◆ **GIVEN PROBLEM**: Turn the data below into a JSON list of strings, one string per line, with blank lines dropped and the image left out.

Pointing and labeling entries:
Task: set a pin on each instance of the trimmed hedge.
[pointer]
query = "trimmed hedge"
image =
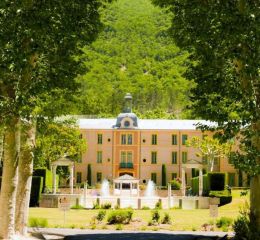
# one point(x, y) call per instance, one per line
point(37, 184)
point(195, 186)
point(217, 181)
point(224, 196)
point(47, 177)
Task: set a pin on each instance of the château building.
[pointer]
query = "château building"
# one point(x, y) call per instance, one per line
point(139, 147)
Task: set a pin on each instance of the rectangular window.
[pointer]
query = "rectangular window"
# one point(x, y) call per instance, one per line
point(126, 159)
point(99, 156)
point(154, 157)
point(154, 139)
point(127, 139)
point(153, 177)
point(184, 138)
point(184, 157)
point(100, 138)
point(79, 176)
point(99, 176)
point(231, 179)
point(174, 157)
point(174, 139)
point(174, 176)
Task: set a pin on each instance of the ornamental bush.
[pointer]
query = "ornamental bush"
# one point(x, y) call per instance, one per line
point(120, 216)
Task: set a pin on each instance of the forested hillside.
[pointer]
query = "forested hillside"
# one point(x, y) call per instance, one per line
point(134, 53)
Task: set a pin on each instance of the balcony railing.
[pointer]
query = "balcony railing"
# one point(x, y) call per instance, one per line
point(126, 165)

◆ **OUTPUT OF THE TASK**:
[
  "Task: set a pin on each instance of the trimmed hedge.",
  "[pointer]",
  "query = \"trimmed hedge\"",
  "image =",
  "# one point(x, y) call per instance, one per line",
  "point(37, 184)",
  "point(195, 186)",
  "point(217, 181)",
  "point(224, 196)",
  "point(47, 177)",
  "Task: set a pin on each instance of the château building.",
  "[pointer]",
  "query = \"château building\"",
  "# one point(x, y) call per instance, one per line",
  "point(139, 147)",
  "Task: set a pin on each instance of the rectangular window.",
  "[pointer]",
  "query = \"rectangular window\"",
  "# one point(x, y) call per instance, one per line",
  "point(126, 159)",
  "point(99, 156)",
  "point(154, 157)",
  "point(154, 139)",
  "point(127, 139)",
  "point(153, 177)",
  "point(184, 138)",
  "point(184, 157)",
  "point(100, 138)",
  "point(79, 176)",
  "point(99, 176)",
  "point(231, 179)",
  "point(174, 157)",
  "point(174, 139)",
  "point(174, 176)",
  "Task: set a pin on each instance of the ornamental bush.",
  "[pointer]",
  "query = \"ornamental bush\"",
  "# one point(x, y) call per instance, one per line",
  "point(120, 216)",
  "Task: set a pin on each instance of the forested hillside.",
  "[pointer]",
  "query = \"forested hillside\"",
  "# one point(x, y) call per instance, one per line",
  "point(134, 53)",
  "Task: set a pin on each instance of the balcony railing.",
  "[pointer]",
  "query = \"balcony railing\"",
  "# one point(x, y) call per instance, one per line",
  "point(126, 165)"
]